— What you will do —
Locate each row below that contains the string "street", treating uppercase and lowercase as distinct, and copy every such row in full.

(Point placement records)
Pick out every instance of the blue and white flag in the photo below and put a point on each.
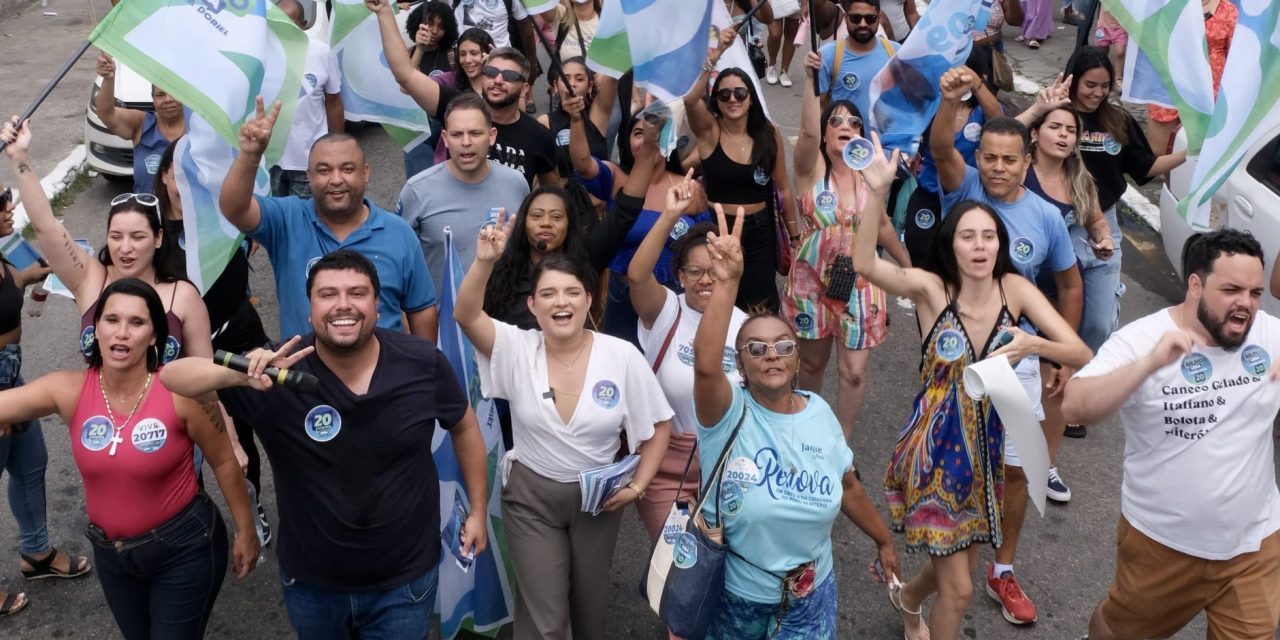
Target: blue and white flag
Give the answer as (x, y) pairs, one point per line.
(905, 92)
(478, 600)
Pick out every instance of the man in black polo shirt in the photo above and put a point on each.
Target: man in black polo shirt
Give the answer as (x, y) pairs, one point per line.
(355, 479)
(522, 142)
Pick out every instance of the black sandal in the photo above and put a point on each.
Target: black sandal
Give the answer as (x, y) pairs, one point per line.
(44, 568)
(8, 606)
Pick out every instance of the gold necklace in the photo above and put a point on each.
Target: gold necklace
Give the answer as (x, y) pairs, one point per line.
(110, 415)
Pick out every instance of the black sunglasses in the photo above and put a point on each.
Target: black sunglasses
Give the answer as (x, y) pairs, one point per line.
(737, 95)
(507, 74)
(836, 120)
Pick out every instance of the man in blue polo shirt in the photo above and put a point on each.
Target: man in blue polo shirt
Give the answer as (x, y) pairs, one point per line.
(298, 232)
(1038, 241)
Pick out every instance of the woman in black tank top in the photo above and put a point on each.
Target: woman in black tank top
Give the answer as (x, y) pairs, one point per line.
(744, 169)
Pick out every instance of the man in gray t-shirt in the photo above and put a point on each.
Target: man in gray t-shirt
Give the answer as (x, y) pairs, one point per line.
(460, 192)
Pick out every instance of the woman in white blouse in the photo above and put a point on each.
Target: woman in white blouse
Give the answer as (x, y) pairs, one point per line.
(572, 393)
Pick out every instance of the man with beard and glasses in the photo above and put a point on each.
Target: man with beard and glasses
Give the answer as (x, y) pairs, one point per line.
(521, 142)
(355, 479)
(298, 232)
(460, 193)
(849, 65)
(1196, 385)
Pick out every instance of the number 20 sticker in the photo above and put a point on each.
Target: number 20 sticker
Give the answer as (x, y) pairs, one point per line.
(323, 423)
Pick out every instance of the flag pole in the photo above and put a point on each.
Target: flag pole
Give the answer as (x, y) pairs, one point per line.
(58, 77)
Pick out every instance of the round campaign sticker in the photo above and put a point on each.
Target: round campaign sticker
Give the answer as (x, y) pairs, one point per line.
(731, 498)
(685, 553)
(826, 201)
(1197, 369)
(950, 344)
(804, 321)
(170, 350)
(323, 423)
(96, 433)
(858, 154)
(741, 471)
(606, 394)
(1022, 250)
(87, 338)
(760, 176)
(926, 219)
(1256, 360)
(149, 435)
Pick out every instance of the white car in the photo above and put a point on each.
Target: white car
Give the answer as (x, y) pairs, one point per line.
(1249, 200)
(112, 155)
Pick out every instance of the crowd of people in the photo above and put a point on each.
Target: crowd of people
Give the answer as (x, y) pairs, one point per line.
(680, 306)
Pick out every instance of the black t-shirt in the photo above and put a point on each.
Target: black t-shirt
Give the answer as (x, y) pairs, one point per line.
(1109, 160)
(355, 480)
(524, 145)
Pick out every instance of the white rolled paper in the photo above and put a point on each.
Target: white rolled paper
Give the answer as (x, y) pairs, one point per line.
(995, 378)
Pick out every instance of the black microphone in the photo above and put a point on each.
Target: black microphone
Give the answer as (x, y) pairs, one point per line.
(297, 380)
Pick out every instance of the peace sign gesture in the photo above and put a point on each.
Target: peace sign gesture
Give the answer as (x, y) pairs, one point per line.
(492, 240)
(726, 246)
(256, 132)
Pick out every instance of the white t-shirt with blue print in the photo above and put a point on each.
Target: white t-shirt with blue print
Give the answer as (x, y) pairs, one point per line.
(781, 492)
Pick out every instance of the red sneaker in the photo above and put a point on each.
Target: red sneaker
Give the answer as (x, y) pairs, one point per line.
(1016, 608)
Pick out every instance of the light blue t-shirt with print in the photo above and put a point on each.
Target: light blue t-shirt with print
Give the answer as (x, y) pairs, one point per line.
(295, 240)
(781, 492)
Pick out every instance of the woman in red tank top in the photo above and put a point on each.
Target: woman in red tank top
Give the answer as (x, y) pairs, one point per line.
(159, 543)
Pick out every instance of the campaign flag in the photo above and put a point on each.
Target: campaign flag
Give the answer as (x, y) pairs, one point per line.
(662, 41)
(369, 88)
(1246, 106)
(200, 163)
(478, 600)
(1170, 36)
(215, 56)
(905, 92)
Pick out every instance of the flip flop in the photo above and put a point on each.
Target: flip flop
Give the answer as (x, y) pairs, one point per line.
(42, 568)
(8, 607)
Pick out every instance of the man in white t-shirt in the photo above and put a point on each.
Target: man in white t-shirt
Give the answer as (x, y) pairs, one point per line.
(319, 112)
(1196, 385)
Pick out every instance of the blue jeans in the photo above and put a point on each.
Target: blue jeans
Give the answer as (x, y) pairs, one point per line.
(163, 584)
(24, 456)
(1102, 287)
(400, 613)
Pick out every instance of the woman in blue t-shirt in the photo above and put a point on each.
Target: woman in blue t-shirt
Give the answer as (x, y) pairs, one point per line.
(789, 471)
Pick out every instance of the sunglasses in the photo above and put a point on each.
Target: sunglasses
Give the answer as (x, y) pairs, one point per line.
(737, 95)
(507, 74)
(836, 120)
(758, 350)
(142, 199)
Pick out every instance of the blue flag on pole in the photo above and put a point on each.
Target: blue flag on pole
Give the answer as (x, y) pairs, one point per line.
(478, 600)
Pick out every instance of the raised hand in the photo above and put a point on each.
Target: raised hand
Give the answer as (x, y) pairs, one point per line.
(256, 132)
(492, 240)
(16, 137)
(958, 82)
(105, 67)
(726, 246)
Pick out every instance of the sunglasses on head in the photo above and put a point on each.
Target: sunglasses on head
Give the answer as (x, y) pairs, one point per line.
(758, 350)
(836, 120)
(507, 74)
(737, 95)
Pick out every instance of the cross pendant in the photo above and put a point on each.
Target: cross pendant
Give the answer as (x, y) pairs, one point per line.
(115, 439)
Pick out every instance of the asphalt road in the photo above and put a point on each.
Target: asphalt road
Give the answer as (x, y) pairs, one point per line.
(1065, 561)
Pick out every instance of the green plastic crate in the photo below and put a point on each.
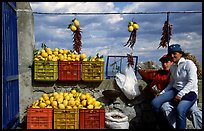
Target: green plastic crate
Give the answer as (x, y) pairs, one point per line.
(92, 70)
(45, 70)
(66, 118)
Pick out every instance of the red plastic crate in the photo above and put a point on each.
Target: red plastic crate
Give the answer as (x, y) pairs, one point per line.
(92, 118)
(39, 118)
(69, 70)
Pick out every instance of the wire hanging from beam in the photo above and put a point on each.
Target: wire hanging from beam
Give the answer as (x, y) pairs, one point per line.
(114, 13)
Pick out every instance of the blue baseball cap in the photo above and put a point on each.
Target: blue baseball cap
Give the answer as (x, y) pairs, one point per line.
(174, 48)
(165, 58)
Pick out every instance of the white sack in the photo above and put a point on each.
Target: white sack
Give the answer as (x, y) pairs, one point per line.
(128, 83)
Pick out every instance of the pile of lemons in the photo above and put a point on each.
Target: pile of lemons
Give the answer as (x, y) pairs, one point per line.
(59, 55)
(68, 100)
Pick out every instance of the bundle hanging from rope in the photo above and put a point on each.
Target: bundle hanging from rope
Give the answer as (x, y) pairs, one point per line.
(166, 35)
(132, 27)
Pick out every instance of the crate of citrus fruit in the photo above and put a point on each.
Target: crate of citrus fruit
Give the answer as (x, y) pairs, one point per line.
(69, 68)
(66, 107)
(45, 65)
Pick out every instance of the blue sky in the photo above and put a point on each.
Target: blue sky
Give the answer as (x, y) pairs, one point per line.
(106, 34)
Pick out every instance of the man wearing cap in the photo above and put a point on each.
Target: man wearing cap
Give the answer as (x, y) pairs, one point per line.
(182, 90)
(161, 80)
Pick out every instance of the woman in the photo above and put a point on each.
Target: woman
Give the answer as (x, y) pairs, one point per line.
(182, 89)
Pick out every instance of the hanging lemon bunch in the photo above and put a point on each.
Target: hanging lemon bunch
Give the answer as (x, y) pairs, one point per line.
(75, 28)
(132, 27)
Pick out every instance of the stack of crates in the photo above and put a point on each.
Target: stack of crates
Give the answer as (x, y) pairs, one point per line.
(45, 70)
(92, 118)
(39, 118)
(93, 70)
(69, 70)
(66, 118)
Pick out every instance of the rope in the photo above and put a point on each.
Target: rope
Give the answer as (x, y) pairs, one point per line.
(114, 13)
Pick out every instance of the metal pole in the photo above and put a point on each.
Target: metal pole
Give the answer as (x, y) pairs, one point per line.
(168, 36)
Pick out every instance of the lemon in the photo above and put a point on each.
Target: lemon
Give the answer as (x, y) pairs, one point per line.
(47, 102)
(60, 100)
(76, 22)
(42, 105)
(49, 52)
(87, 95)
(56, 96)
(44, 54)
(61, 106)
(85, 59)
(98, 107)
(54, 59)
(46, 98)
(82, 97)
(77, 99)
(55, 93)
(56, 53)
(77, 59)
(73, 28)
(77, 103)
(49, 106)
(54, 103)
(67, 97)
(97, 104)
(70, 95)
(51, 98)
(61, 93)
(36, 59)
(43, 51)
(90, 106)
(73, 91)
(41, 98)
(82, 56)
(44, 95)
(48, 49)
(65, 51)
(69, 58)
(65, 94)
(68, 107)
(89, 101)
(72, 99)
(136, 26)
(130, 23)
(130, 28)
(80, 106)
(83, 102)
(73, 56)
(56, 49)
(61, 57)
(75, 107)
(71, 103)
(65, 102)
(61, 51)
(49, 57)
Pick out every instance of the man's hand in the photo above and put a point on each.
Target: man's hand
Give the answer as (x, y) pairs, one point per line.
(177, 99)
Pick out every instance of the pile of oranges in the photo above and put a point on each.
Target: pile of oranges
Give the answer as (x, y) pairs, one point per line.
(59, 54)
(68, 100)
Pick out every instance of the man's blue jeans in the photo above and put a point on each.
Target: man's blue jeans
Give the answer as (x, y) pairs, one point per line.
(181, 109)
(194, 114)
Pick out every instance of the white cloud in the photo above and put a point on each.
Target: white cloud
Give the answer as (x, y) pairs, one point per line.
(106, 34)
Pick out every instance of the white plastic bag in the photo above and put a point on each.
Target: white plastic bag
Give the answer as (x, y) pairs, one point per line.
(128, 83)
(113, 122)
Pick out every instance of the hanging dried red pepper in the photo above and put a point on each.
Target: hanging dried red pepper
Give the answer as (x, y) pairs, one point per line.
(165, 35)
(132, 27)
(130, 59)
(77, 44)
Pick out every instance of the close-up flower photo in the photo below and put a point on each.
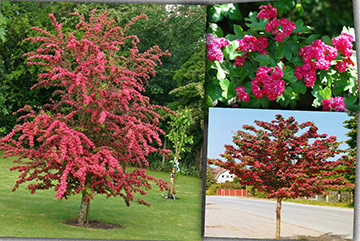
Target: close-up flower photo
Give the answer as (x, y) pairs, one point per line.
(271, 55)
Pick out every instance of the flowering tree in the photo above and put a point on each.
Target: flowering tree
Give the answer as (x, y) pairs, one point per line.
(99, 123)
(278, 62)
(285, 160)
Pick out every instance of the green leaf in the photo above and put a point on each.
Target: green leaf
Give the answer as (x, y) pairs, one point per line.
(255, 23)
(299, 87)
(230, 50)
(312, 38)
(232, 89)
(239, 32)
(214, 14)
(349, 30)
(222, 71)
(289, 75)
(245, 71)
(316, 94)
(214, 92)
(326, 39)
(215, 29)
(280, 50)
(288, 53)
(325, 93)
(224, 84)
(231, 11)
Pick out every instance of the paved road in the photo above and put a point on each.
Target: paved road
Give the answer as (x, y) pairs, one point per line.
(249, 218)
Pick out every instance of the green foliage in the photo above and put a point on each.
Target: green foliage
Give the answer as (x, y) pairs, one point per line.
(42, 214)
(179, 135)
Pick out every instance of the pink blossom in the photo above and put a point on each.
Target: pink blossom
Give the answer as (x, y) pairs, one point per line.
(336, 104)
(270, 81)
(267, 12)
(242, 95)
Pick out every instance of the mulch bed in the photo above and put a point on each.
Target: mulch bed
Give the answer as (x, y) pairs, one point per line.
(94, 224)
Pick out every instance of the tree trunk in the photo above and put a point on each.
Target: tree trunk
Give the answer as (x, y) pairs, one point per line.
(87, 213)
(278, 217)
(163, 160)
(82, 210)
(172, 191)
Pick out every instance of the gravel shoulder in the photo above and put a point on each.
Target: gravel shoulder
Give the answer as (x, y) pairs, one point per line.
(231, 223)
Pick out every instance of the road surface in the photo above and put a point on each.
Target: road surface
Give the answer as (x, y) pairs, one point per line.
(249, 218)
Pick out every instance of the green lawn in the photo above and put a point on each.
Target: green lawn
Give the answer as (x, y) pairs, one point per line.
(41, 215)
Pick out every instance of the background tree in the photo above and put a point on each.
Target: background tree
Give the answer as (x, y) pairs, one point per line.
(98, 124)
(180, 140)
(284, 159)
(351, 124)
(231, 68)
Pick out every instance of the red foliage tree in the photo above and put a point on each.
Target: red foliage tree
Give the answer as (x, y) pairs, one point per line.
(98, 123)
(285, 160)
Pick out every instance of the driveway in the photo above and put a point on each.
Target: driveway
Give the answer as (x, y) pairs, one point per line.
(232, 217)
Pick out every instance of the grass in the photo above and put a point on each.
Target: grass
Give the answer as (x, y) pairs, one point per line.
(41, 215)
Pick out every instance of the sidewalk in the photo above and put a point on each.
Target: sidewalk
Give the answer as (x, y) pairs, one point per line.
(231, 223)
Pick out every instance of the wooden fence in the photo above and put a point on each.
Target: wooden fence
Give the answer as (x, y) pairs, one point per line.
(232, 192)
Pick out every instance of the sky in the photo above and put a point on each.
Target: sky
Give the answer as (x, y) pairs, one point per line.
(224, 122)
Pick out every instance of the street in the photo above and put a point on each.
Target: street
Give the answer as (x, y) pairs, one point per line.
(249, 218)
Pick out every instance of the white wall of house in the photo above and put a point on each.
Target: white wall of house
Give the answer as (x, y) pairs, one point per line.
(225, 176)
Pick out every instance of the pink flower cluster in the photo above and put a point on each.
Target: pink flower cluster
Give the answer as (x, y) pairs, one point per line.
(316, 56)
(280, 33)
(336, 103)
(242, 95)
(214, 45)
(270, 13)
(272, 85)
(343, 43)
(342, 65)
(250, 44)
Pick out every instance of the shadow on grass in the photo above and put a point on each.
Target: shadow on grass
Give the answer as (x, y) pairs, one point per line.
(324, 237)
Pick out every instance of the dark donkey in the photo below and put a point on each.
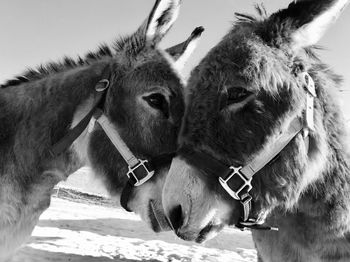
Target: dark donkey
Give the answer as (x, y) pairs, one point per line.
(263, 139)
(135, 94)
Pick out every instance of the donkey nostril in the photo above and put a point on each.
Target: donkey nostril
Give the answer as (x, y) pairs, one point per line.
(176, 217)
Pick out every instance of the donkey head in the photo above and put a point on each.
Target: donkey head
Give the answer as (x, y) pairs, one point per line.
(242, 97)
(144, 102)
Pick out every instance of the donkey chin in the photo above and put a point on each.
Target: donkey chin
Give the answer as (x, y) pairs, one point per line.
(147, 203)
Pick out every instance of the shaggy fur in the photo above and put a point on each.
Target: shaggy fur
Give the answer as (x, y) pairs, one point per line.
(39, 107)
(305, 192)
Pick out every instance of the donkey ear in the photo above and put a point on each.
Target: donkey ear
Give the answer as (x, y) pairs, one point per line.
(310, 19)
(162, 17)
(181, 52)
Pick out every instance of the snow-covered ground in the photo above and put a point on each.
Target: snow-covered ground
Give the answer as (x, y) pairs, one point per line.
(70, 231)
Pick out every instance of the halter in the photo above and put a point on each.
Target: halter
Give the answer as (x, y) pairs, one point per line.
(236, 180)
(139, 170)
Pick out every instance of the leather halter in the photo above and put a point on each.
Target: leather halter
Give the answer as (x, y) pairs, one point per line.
(139, 171)
(236, 180)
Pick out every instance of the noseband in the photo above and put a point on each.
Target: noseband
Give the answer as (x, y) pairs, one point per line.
(139, 170)
(236, 180)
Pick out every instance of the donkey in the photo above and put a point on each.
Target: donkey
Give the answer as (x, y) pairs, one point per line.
(120, 106)
(263, 139)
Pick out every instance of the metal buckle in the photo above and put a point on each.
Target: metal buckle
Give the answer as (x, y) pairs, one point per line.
(246, 183)
(131, 172)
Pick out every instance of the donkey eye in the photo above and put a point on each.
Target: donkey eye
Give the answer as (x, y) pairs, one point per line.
(158, 101)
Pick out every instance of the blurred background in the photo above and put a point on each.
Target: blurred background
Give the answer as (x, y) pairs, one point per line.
(82, 224)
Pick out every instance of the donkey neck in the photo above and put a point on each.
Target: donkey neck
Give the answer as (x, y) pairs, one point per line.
(46, 109)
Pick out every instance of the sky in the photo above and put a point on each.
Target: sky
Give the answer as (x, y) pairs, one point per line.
(38, 31)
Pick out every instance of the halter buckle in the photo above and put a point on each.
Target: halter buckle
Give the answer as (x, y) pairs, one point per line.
(246, 183)
(137, 169)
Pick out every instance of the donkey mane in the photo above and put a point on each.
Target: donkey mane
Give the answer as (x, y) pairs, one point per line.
(131, 44)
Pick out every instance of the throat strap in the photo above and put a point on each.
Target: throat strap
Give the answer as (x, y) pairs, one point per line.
(115, 138)
(271, 152)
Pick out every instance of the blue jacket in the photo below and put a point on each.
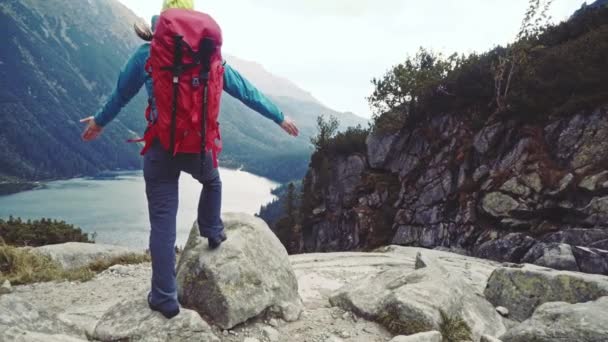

— Task solution —
Pick out every instance of the street in the photo above and put a point on each.
Target: street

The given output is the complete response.